▶ [DOCUMENT EXTRACT]:
President of the Puerto Rico Senate
- Incumbent
- Assumed office January 2, 2025
- Preceded by: José Luis Dalmau
- In office January 2, 2017 – January 2, 2021
- Preceded by: Eduardo Bhatia
- Succeeded by: José Luis Dalmau
- In office January 2, 2009 – January 2, 2013
- Preceded by: Kenneth McClintock
- Succeeded by: Eduardo Bhatia

Minority Leader of the Puerto Rico Senate
- In office January 2, 2021 – January 2, 2025
- Preceded by: Eduardo Bhatia
- Succeeded by: Luis Javier Hernández Ortiz

Chair of the New Progressive Party
- Acting
- In office July 22, 2019 – August 16, 2020
- Preceded by: Ricardo Rosselló
- Succeeded by: Pedro Pierluisi

Member of the Puerto Rico Senate from the at-large district
- Incumbent
- Assumed office January 2, 2009

Personal details
- Born: June 10, 1966 (age 60) New York City, New York, U.S.
- Party: New Progressive
- Other political affiliations: Republican
- Relatives: José Rivera Díaz (father)
- Education: Interamerican University of Puerto Rico (BA, JD)

= Thomas Rivera Schatz =

President of the Senate of Puerto Rico

Thomas Rivera Schatz (born June 10, 1966), also known by his initials TRS, is a Puerto Rican politician, legal advisor, attorney, and former prosecutor, who was the fourteenth, sixteenth and is currently the eighteenth President of the Senate of Puerto Rico. He is affiliated with New Progressive Party of Puerto Rico (abbr. PNP in Spanish) and the USA's Republican Party, in particular with the Log Cabin Republicans.

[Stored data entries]
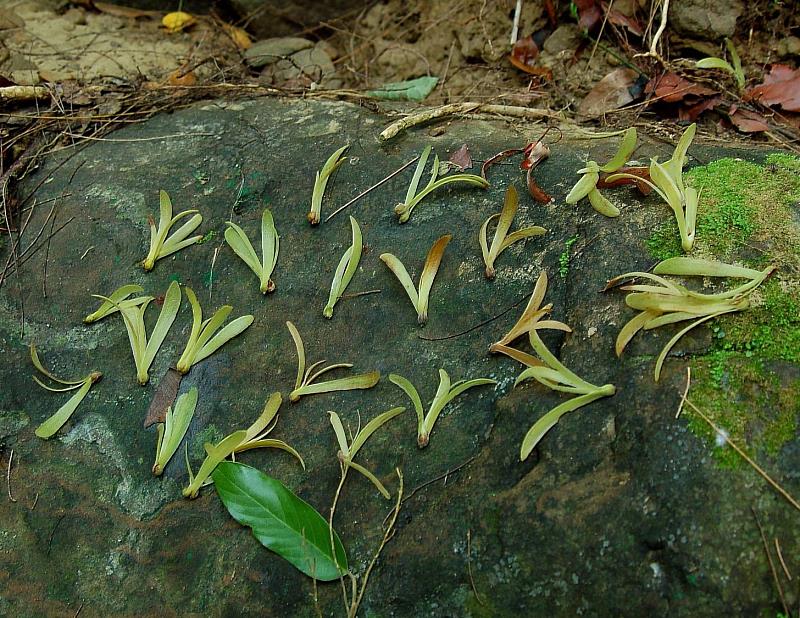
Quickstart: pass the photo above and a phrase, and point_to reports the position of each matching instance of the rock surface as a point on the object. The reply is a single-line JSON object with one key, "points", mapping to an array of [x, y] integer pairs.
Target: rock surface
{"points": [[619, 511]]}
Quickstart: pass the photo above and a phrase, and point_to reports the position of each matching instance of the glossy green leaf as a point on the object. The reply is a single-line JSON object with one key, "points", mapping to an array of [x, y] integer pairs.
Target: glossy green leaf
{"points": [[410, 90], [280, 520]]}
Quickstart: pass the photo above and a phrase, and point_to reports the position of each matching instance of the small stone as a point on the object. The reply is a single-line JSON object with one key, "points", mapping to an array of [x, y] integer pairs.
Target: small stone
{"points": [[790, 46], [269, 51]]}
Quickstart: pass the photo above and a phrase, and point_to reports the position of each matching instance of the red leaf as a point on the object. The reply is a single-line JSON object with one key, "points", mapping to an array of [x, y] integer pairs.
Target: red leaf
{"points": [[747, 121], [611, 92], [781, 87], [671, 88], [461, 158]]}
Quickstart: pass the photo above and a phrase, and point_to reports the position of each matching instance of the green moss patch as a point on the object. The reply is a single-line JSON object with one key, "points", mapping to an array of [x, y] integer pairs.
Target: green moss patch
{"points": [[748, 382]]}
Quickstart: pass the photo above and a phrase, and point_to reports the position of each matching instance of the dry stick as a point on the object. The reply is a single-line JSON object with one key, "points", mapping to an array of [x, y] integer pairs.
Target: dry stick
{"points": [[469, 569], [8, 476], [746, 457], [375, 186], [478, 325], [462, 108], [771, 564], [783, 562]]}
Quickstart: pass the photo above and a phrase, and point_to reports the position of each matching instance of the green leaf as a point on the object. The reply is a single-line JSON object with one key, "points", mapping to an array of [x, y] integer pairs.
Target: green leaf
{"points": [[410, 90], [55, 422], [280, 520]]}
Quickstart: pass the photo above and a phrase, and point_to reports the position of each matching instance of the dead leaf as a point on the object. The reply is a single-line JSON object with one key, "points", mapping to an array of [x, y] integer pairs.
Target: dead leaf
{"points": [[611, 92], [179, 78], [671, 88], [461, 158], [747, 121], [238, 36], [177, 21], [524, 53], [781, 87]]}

--

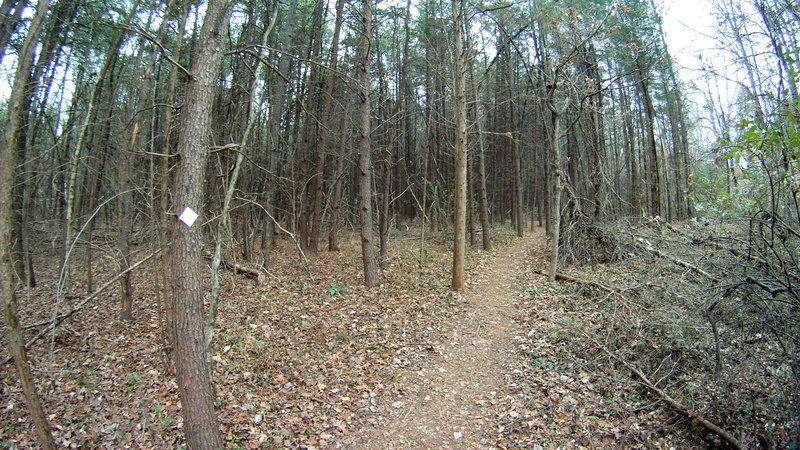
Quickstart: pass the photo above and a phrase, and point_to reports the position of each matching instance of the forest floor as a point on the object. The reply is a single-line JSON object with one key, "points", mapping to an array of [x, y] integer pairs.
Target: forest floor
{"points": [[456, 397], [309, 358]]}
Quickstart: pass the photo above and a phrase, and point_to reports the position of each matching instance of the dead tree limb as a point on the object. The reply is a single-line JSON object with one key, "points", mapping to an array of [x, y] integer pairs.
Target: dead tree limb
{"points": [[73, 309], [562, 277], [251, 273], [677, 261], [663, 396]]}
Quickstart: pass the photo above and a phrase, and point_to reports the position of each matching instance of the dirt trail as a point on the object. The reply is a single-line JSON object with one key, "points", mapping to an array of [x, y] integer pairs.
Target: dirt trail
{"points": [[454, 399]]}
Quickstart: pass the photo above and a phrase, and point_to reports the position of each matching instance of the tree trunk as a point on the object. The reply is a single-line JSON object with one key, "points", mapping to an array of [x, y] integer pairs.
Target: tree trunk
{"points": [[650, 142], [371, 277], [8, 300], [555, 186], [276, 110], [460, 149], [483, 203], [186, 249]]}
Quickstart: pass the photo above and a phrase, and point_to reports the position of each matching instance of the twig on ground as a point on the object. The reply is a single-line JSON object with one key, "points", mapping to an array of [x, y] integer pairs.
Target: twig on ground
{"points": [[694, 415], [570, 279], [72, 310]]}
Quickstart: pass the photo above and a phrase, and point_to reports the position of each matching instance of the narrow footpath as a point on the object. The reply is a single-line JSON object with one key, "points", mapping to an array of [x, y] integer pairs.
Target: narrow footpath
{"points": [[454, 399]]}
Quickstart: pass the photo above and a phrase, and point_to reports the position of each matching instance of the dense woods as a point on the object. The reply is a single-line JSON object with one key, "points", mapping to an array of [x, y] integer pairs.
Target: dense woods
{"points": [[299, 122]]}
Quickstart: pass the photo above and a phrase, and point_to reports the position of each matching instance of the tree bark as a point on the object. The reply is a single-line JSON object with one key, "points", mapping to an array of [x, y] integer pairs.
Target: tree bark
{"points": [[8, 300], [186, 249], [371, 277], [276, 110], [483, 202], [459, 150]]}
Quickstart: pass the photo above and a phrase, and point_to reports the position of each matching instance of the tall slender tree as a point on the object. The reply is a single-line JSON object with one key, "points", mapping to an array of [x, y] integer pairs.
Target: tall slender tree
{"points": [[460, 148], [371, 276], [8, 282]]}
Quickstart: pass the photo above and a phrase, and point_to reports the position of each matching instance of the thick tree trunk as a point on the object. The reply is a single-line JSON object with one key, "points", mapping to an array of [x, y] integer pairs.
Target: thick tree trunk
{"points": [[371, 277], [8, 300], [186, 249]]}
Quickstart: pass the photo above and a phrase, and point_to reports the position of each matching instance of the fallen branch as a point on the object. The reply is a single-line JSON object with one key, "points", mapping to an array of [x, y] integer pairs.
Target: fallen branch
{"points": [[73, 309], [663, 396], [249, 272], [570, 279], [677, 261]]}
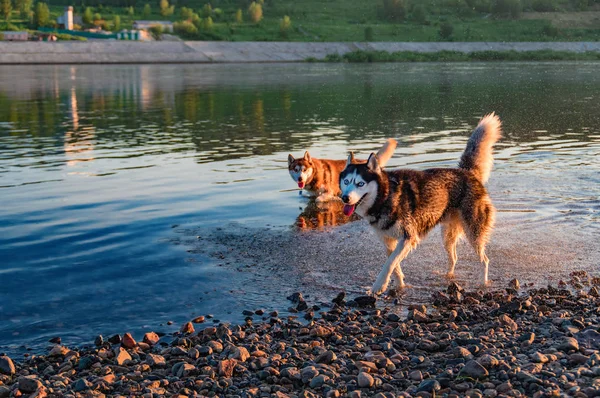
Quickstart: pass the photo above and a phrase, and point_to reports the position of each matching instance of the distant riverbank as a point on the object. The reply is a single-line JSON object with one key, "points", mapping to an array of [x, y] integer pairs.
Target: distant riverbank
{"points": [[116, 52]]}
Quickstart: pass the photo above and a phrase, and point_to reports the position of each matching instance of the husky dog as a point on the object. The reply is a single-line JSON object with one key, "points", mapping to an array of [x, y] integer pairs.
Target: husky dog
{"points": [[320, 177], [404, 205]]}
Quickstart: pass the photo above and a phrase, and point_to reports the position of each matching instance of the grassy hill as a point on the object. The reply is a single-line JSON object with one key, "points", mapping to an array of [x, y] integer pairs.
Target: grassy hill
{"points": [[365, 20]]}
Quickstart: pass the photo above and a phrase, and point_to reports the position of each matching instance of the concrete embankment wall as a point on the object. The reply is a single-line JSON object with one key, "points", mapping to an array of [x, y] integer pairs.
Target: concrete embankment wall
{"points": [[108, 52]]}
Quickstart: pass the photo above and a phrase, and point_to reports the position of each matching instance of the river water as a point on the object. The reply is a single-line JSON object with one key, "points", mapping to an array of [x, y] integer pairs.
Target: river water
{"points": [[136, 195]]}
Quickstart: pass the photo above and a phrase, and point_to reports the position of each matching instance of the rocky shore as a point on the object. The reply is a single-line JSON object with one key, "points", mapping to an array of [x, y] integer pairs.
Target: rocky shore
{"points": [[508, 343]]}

▶ [WHAT THE TASK ASKS]:
Answer these questions from the profile of Thomas Rivera Schatz:
(a) Who preceded him as Minority Leader of the Puerto Rico Senate?
(b) Who succeeded him as acting Chair of the New Progressive Party?
(c) Where was he born?

▶ [ANSWER FOR THE TASK]:
(a) Eduardo Bhatia
(b) Pedro Pierluisi
(c) New York City, New York, U.S.